• FONTE
Aparentemente, o mundo em que vivo é o mesmo em que vivi nos anos 70, nos 80, nos 90 ou no início deste milênio, quero crer. Internet, satélite, celular, saco plástico no supermercado, freio ABS e um bocado de eletrônica no carro? Isso não é nada. Balangandãs, só. Uma roupa diferente, o rayon que era moda e depois virou brega, os jeans verdes e as camisas verde-limão no intervalo, dos quais ficou apenas o orgulho por não tê-los usado. Balangandãs, bugigangas do tempo.

Mas ao mesmo tempo, tanta coisa ficou para trás, tanta coisa mudou. À medida que o tempo passa, entendo que lembro de tempos diferentes, que garotos de hoje não conseguem entender. De tempos piores e melhores, tempos em que as pessoas tinham aprendido a se comportar com medo do que os generais iriam dizer, mas também tempos em que as pessoas não se irritavam porque não conseguiam lhe encontrar ao celular. Tempos em que era educado oferecer um cigarro antes de fumar, de cinzeiros na mesa de trabalho, tempos de ler o jornal e ficar com as mãos sujas de tinta. Esses meninos, a quem o mundo vai jogar o fardo de lhe carregar, não podem ver a queda do muro de Berlim, não sabem o que foi o dia 15 de novembro de 1989, não viram a Challenger explodir a professorinha, não puderam acompanhar as mudanças que eu vi, não entendem o meu mundo. Não podem entender, e para eles o impeachment de Collor é tão distante quanto o suicídio de Vargas era para mim. A eles o mundo que para mim ainda está em construção lhes foi dado de porteira fechada.

Muita gente enfrenta isso dizendo que “minha infância foi melhor que a sua”, tentando disfarçar o fato singelo de que estão ficando obsoletos, de que a pele se torna mais flácida, de que as carnes despregam dos ossos, de que os cabelos cada vez mais brancos rareiam, e de que sua infância foi apenas a que ele pôde ter, assim como a de hoje é somente a infância possível a esses meninos. Mas não há enfrentamento possível. O tempo passa, você está mais perto da morte, e ela virá — embora eu insista que, ao menos no meu caso, isso não é garantido; embora às vezes desconfie de que há uma boa probabilidade de algo tão deselegante acontecer a mim, uma probabilidade talvez tão grande quanto a de eu, que não jogo, ganhar na Mega Sena.

O mais fascinante em tudo isso é que a mesma tecnologia que ressalta essas diferenças é a mesma que torna a velhice mais complexa.

• MATERIAL FORNECIDO
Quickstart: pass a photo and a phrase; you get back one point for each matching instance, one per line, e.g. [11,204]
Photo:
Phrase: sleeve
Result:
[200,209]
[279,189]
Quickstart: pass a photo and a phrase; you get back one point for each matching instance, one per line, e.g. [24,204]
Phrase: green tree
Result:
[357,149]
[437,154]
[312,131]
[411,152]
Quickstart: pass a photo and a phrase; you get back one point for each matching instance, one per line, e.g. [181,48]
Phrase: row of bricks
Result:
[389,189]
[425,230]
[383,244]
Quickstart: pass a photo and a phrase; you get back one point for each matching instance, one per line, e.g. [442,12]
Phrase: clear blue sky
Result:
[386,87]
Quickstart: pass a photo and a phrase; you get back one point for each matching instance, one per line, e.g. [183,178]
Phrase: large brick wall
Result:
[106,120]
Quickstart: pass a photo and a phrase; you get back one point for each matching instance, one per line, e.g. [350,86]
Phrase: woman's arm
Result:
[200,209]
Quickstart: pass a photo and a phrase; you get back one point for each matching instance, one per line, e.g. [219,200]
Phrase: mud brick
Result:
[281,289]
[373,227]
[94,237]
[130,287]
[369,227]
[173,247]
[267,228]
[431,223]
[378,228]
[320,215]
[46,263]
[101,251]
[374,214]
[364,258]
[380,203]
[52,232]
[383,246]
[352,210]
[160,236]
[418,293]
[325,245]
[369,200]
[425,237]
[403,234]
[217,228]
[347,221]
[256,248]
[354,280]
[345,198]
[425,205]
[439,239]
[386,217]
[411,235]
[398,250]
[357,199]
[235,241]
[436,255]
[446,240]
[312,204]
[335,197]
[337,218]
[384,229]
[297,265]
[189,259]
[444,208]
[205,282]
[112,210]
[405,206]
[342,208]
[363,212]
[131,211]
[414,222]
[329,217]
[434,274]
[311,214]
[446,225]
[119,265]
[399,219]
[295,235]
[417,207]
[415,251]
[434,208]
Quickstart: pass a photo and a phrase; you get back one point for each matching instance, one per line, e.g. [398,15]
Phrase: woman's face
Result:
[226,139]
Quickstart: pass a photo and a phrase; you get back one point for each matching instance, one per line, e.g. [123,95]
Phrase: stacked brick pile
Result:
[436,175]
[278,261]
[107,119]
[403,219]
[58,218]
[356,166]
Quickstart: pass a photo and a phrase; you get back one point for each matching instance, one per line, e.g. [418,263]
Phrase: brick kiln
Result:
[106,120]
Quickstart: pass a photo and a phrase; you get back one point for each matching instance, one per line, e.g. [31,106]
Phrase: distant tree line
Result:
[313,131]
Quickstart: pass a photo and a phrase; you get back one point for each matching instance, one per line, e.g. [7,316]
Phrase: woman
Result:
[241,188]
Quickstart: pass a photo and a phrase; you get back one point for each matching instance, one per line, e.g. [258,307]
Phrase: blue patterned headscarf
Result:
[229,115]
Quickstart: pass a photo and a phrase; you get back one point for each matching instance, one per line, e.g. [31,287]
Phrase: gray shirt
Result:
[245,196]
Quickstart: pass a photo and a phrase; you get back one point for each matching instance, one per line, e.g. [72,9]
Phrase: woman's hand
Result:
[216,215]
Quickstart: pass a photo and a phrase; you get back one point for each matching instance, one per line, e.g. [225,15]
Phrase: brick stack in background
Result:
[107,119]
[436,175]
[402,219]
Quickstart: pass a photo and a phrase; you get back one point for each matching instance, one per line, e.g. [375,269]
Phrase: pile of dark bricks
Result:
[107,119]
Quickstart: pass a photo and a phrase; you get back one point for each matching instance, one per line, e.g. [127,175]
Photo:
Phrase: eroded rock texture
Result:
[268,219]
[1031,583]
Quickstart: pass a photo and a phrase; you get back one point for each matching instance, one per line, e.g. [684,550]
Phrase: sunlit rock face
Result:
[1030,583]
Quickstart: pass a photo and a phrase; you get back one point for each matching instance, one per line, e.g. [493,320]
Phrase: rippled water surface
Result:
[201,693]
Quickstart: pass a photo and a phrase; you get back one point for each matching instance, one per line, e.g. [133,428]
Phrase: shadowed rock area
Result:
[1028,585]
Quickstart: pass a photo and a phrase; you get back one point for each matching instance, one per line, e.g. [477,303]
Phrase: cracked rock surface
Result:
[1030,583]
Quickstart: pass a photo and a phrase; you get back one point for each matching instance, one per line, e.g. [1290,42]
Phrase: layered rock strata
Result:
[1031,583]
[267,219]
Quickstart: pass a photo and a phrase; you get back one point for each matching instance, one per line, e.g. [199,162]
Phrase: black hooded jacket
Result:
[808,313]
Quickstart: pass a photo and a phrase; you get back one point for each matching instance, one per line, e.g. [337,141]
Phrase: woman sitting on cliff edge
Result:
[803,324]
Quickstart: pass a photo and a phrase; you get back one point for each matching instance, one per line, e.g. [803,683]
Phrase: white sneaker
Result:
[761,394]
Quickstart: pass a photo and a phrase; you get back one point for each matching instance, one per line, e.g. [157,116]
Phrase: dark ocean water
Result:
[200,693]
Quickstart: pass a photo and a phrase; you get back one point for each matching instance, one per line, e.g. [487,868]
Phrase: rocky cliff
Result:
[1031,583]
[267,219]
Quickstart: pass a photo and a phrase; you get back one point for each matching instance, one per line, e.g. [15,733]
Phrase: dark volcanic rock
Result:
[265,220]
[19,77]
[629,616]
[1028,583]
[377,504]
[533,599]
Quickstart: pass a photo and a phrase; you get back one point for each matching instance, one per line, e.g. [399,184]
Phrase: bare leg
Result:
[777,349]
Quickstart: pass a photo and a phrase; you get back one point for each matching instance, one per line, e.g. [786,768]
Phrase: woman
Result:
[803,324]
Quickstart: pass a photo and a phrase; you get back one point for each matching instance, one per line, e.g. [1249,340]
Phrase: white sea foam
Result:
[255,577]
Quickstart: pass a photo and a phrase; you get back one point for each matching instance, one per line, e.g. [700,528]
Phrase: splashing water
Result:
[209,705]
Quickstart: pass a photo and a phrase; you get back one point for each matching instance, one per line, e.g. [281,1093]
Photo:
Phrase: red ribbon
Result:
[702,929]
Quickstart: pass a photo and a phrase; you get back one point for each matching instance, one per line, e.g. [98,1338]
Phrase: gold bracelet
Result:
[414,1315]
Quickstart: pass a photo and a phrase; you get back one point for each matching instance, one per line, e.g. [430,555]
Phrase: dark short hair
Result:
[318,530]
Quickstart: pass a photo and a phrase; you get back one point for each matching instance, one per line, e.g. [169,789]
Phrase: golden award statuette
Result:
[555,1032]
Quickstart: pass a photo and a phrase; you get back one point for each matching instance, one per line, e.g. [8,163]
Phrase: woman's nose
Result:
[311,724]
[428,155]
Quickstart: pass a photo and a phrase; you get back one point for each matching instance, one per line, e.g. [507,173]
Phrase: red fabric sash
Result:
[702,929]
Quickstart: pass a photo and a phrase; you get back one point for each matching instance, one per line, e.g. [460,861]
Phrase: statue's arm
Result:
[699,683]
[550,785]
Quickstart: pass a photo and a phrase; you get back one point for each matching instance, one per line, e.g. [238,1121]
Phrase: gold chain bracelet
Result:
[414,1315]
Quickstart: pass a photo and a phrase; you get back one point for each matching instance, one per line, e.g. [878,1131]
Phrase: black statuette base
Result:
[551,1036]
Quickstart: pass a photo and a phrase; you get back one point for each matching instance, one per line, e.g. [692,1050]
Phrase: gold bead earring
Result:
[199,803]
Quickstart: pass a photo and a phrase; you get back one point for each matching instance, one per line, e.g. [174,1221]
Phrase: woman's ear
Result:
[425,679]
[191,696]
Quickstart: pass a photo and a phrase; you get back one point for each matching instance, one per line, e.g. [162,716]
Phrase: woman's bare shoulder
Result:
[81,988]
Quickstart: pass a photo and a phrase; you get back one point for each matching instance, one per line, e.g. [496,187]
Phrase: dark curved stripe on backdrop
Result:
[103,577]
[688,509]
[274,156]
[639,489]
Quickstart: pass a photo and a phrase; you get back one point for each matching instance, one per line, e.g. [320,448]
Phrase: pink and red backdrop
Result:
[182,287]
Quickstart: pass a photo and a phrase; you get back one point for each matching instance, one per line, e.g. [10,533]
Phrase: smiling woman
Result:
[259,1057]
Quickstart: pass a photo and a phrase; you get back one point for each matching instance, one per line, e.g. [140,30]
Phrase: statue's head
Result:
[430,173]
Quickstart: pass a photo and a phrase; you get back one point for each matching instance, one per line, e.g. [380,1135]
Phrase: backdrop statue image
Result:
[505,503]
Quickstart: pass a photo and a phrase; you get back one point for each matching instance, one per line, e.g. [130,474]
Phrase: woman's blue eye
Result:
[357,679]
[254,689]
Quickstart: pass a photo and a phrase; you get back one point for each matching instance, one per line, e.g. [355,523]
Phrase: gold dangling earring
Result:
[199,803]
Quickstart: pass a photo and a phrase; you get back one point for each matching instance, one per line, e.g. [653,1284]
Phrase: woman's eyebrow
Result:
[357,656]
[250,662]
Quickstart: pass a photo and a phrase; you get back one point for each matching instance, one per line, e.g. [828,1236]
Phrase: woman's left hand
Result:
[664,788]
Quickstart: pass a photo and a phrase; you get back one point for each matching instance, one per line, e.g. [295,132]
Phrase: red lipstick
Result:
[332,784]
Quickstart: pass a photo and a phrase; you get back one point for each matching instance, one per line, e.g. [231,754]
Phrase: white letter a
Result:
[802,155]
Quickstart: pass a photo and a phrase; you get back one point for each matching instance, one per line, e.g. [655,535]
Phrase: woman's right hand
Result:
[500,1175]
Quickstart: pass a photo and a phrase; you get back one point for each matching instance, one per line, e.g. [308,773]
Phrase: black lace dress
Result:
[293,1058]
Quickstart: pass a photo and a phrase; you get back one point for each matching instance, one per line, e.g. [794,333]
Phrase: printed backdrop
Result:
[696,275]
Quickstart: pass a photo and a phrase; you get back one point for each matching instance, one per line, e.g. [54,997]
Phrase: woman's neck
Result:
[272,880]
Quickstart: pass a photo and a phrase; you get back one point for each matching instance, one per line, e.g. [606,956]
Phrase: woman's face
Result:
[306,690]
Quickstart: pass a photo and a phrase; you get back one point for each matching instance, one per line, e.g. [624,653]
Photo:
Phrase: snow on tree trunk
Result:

• PROBLEMA PROPOSTO
Reproduza o trecho do texto sobre a passagem do tempo entre "Muita gente enfrenta" e "na Mega Sena.", inclusive.

• RESPOSTA
Muita gente enfrenta isso dizendo que “minha infância foi melhor que a sua”, tentando disfarçar o fato singelo de que estão ficando obsoletos, de que a pele se torna mais flácida, de que as carnes despregam dos ossos, de que os cabelos cada vez mais brancos rareiam, e de que sua infância foi apenas a que ele pôde ter, assim como a de hoje é somente a infância possível a esses meninos. Mas não há enfrentamento possível. O tempo passa, você está mais perto da morte, e ela virá — embora eu insista que, ao menos no meu caso, isso não é garantido; embora às vezes desconfie de que há uma boa probabilidade de algo tão deselegante acontecer a mim, uma probabilidade talvez tão grande quanto a de eu, que não jogo, ganhar na Mega Sena.